Aim: Please return every line below that contains the word "with", copying each one in full.

Entries shown:
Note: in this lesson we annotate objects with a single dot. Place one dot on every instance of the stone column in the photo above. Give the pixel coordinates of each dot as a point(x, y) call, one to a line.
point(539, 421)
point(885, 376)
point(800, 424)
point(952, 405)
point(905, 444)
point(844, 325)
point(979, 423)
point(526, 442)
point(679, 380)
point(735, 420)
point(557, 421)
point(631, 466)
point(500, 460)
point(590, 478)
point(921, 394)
--
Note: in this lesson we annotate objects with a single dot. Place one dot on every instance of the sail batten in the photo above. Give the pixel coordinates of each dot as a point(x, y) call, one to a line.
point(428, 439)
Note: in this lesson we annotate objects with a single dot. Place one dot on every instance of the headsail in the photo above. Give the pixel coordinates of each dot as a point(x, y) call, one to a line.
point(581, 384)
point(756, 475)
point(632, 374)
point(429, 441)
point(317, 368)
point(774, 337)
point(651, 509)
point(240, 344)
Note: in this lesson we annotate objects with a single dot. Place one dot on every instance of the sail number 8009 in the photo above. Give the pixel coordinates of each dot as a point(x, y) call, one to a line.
==
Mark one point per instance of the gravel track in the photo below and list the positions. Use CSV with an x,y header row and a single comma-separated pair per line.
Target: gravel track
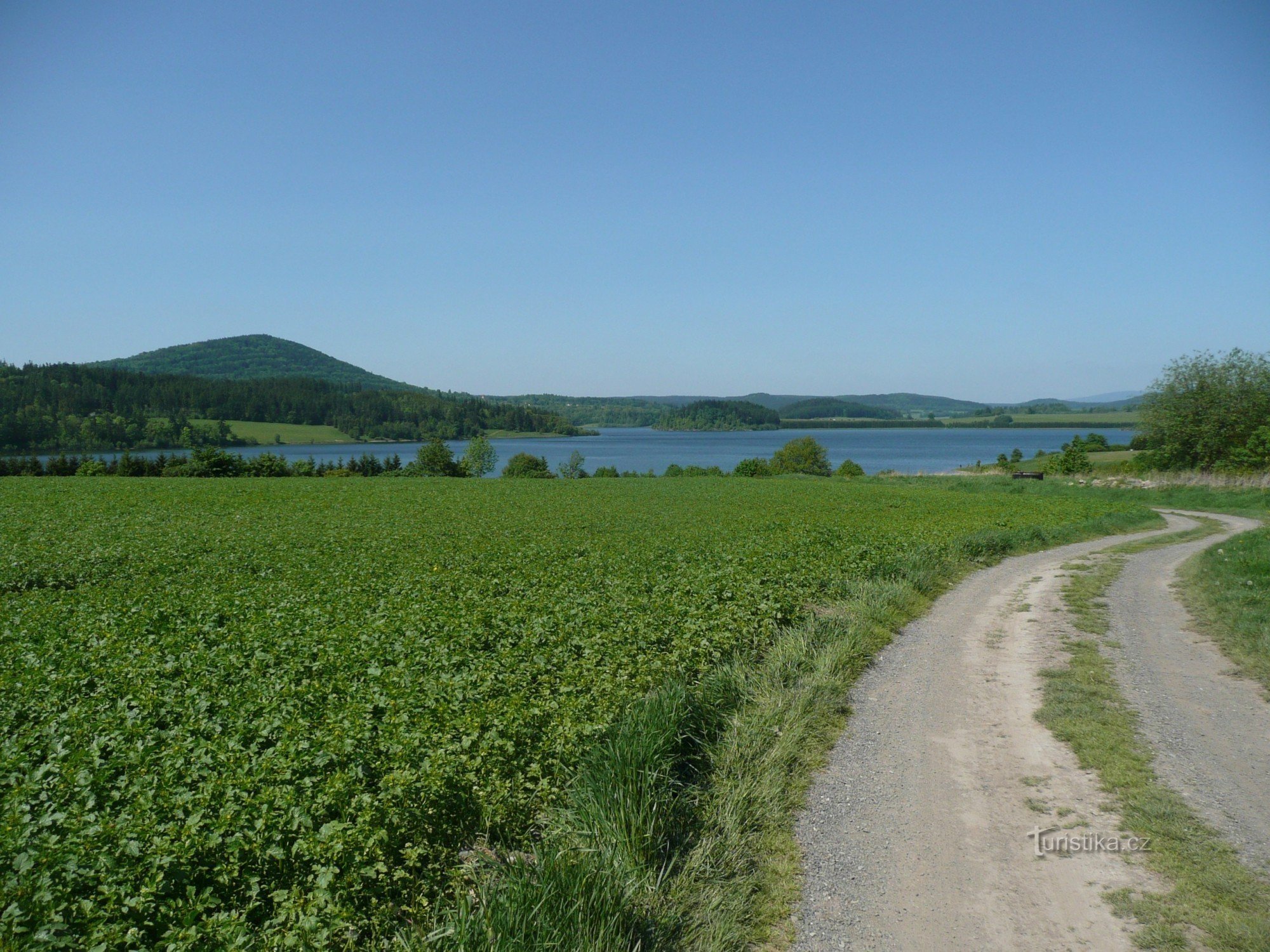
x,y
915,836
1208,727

Reply:
Note: in this lesson we annotate objects with a single dot. Place one dot on every instance of the stone column in the photo above. Give the pixel coordinates of each dot as a point(x, y) call, one to a line.
Note: in this lesson we annotate objects with a single dot. Place one dot on every instance of the sail batten in the photo above. Give the pixel coordinates of each dot as a point(x, y) call, one to a line.
Note: in this lesson we annotate objects with a single dot. Place one dot on every instance of the headsail in the photo above. Give the pixel coordinates of each dot as a point(x, y) call, one to a line.
Note: in this lesson we annotate objects with a single dot. Place one dot on every instance of the sail number 8009 in the photo above. Give the pixel coordinates of each dot as a point(x, y) call, one to a line.
Mark one point per instance of the gravel track in the photo below and list the positions. Use CSV with an x,y header row and a single comma-separated pair per line.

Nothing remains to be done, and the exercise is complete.